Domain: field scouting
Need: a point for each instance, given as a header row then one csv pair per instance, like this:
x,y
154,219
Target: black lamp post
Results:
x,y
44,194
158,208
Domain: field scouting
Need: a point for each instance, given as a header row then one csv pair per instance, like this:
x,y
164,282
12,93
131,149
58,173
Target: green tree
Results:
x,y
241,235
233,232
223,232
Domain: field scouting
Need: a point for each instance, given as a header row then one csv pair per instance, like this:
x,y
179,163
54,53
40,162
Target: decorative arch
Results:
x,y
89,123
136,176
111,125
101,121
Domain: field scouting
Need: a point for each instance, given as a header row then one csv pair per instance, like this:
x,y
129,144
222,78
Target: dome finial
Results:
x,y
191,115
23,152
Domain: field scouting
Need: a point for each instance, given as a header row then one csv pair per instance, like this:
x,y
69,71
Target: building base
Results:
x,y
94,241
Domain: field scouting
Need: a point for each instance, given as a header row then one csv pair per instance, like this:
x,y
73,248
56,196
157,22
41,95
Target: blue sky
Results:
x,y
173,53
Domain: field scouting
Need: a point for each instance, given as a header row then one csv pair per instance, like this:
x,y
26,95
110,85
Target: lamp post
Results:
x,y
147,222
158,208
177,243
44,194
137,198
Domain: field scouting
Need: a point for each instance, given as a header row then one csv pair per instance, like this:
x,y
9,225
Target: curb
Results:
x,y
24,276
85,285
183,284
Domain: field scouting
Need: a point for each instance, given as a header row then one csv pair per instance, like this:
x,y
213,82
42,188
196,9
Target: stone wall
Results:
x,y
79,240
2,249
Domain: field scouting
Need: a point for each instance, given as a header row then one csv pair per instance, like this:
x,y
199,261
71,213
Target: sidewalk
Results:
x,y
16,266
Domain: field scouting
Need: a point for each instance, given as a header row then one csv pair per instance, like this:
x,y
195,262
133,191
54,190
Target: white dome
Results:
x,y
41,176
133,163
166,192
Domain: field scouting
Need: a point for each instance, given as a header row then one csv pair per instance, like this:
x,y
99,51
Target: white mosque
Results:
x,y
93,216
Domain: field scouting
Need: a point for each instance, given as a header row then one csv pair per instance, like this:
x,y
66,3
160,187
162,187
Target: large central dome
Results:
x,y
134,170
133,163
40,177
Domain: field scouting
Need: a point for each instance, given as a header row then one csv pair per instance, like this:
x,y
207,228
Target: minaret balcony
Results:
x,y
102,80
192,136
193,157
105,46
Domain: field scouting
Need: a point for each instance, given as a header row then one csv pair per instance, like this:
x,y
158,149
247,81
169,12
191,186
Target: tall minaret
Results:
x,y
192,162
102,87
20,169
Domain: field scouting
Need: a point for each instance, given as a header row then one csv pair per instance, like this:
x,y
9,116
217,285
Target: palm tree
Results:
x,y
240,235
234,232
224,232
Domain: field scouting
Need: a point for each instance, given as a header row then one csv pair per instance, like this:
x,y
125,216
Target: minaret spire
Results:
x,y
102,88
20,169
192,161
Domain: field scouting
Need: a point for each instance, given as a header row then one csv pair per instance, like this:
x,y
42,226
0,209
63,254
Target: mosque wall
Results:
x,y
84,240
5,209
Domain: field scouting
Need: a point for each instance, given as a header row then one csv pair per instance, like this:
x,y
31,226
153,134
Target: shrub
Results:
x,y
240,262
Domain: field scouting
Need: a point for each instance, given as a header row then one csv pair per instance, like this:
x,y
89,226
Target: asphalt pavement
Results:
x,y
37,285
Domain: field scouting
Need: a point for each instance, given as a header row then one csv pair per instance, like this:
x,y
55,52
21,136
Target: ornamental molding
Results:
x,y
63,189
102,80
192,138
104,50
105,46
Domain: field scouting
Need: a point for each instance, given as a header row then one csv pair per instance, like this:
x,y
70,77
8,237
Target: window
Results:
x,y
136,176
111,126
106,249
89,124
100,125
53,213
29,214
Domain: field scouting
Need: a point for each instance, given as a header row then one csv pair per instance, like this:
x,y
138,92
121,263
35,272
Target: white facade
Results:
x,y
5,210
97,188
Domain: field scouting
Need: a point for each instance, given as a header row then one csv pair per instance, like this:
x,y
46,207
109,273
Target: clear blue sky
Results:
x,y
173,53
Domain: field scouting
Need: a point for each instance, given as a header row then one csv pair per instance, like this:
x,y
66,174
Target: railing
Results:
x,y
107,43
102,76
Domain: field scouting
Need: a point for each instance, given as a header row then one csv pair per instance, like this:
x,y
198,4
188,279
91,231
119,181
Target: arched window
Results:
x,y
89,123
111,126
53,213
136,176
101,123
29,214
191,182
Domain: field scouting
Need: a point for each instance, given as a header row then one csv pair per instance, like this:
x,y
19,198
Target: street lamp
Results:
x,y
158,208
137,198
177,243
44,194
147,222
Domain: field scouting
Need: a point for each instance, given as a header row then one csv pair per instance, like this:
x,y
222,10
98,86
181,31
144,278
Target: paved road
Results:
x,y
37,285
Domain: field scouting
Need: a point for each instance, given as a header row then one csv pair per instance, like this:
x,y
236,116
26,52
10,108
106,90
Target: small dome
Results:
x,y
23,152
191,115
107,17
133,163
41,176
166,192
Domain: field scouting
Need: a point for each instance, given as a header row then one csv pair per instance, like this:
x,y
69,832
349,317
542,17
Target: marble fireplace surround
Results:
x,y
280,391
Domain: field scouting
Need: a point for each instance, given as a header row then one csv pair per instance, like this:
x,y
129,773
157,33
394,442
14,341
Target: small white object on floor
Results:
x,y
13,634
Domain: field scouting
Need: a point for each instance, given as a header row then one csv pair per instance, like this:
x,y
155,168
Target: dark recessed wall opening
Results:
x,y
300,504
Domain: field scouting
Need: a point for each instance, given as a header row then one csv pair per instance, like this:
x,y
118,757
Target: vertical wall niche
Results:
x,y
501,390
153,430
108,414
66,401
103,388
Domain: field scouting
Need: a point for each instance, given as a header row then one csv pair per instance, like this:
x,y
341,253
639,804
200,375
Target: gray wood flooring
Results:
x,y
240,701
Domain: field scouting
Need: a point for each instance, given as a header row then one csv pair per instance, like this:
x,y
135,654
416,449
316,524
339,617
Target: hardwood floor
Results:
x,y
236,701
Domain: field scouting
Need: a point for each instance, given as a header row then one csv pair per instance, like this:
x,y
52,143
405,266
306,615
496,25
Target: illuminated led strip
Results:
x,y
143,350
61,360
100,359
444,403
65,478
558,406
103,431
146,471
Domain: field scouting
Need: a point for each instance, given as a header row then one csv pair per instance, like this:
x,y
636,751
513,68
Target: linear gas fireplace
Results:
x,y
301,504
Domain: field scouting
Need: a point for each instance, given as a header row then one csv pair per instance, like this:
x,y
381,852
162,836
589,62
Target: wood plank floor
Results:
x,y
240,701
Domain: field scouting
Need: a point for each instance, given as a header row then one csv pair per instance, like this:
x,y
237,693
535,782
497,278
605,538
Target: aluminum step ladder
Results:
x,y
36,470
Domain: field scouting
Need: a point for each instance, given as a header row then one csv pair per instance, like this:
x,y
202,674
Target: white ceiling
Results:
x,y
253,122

#### DESCRIPTION OF THE TASK:
State how many lines of the records above contain the word "post", giving only the number.

#### RESULT OF THE TASK:
2